TEXTO DEL DOCUMENTO:
****************
Esa noche decidí morir para dejar de sufrir, al menos esa parte de mí, reconociendo que el origen de ese dolor en mi pecho, era causado por mi propio entierro.
Me vi en mi velorio, desprendiendo esa parte de mí, borrando la imagen preconcebida desde la secreta y engañosa mentira del ego.
Somos una cultura que celebra la muerte, sin embargo, en las nuevas formas de vivir, nos da tanto miedo “perder”, “morir” , “sufrir” que nos han enseñado a temerle a ello tanto como a nuestras sombras, porque nos cuesta mucho soltar las viejas formas y costumbres con las que hemos vivido desde que nacimos; y no las soltamos tan fácil aunque estas ya nos ahoguen y nos queden estrechas.
****************
DATOS PROPORCIONADOS:
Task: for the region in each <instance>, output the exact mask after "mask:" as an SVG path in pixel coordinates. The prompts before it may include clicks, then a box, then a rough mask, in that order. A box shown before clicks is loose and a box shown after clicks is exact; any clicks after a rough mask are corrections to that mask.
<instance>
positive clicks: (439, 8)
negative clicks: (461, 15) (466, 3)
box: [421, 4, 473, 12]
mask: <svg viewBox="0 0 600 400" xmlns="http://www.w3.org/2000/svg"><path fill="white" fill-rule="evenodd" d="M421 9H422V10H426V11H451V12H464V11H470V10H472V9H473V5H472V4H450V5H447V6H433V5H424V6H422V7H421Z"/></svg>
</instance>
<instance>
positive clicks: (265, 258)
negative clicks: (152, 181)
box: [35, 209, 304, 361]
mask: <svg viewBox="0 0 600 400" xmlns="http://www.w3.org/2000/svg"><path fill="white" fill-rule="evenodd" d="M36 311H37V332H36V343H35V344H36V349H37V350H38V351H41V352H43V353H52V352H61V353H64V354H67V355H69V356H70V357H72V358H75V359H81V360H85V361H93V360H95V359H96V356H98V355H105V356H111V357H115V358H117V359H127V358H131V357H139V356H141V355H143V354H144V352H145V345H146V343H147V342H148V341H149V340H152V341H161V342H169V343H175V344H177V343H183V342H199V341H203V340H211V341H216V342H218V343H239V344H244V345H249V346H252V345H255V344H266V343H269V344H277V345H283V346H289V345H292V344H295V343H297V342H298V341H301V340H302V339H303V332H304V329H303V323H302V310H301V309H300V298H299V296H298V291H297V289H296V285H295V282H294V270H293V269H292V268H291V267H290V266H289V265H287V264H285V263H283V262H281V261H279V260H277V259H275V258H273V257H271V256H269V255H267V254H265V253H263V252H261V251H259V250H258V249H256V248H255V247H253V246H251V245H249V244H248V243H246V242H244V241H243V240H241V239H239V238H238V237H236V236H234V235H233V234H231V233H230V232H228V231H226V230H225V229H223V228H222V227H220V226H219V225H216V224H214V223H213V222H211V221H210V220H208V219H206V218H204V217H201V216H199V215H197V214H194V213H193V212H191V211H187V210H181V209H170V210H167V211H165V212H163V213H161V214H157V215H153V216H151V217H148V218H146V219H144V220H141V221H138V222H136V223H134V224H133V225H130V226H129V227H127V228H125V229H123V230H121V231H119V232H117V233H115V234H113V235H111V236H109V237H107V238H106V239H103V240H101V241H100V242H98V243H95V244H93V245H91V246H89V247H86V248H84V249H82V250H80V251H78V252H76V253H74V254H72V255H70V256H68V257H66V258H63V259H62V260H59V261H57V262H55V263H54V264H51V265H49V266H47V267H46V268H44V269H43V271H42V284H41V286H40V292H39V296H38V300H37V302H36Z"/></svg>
****************
LISTA DE TAREAS:
• 1. Extrae del texto sobre la muerte del ego el fragmento que empieza con "Esa noche decidí" y sigue hasta "nos queden estrechas.".
• 2. Continúa el texto sobre la muerte del ego a partir de su última oración.

RESULTADOS ESPERADOS:
• 1.
Esa noche decidí morir para dejar de sufrir, al menos esa parte de mí, reconociendo que el origen de ese dolor en mi pecho, era causado por mi propio entierro.
Me vi en mi velorio, desprendiendo esa parte de mí, borrando la imagen preconcebida desde la secreta y engañosa mentira del ego.
Somos una cultura que celebra la muerte, sin embargo, en las nuevas formas de vivir, nos da tanto miedo “perder”, “morir” , “sufrir” que nos han enseñado a temerle a ello tanto como a nuestras sombras, porque nos cuesta mucho soltar las viejas formas y costumbres con las que hemos vivido desde que nacimos; y no las soltamos tan fácil aunque estas ya nos ahoguen y nos queden estrechas.

• 2.
Tenemos miedo a ponerle fin a esas estructuras primitivas y forzadas, tenemos miedo a soltar personas que sabemos nos hacen daño, tenemos miedo de cometer errores y de entrar en el caos que implica perder el rumbo. Nos da miedo cerrar ciclos y entender que a veces nos toca despedirnos, porque el amor también es eso. De ahí el control, de ahí esa necesidad de apretar hasta con los dientes lo viejo porque creemos que si no todo sería un desastre.
Ese miedo y ese dolor que acompaña al conflicto y el caos es un abrevadero del que pueden surgir nuestras sombras más terribles e implacables. Pero, ¿por qué tememos ver esa parte de nosotros? ¿por qué no sabemos enfrentar a nuestras bestias cuando rugen y muestran sus dientes terribles?
Nombrar la muerte es también reafirmar nuestro deseo de vivir… somos seres cíclicos que nacemos y morimos en la danza de la espiral eterna, y en ese vaivén la muerte y la pérdida de un ser querido o de alguna parte de nosotros, es algo para lo que no estamos preparados, y que nos lleva a un largo proceso de la ausencia y la despedida, porque el duelo es personal y a veces es colectivo, es emocional, físico y social.
Atravesarlo es fundamental para poder darle sentido a la existencia propia.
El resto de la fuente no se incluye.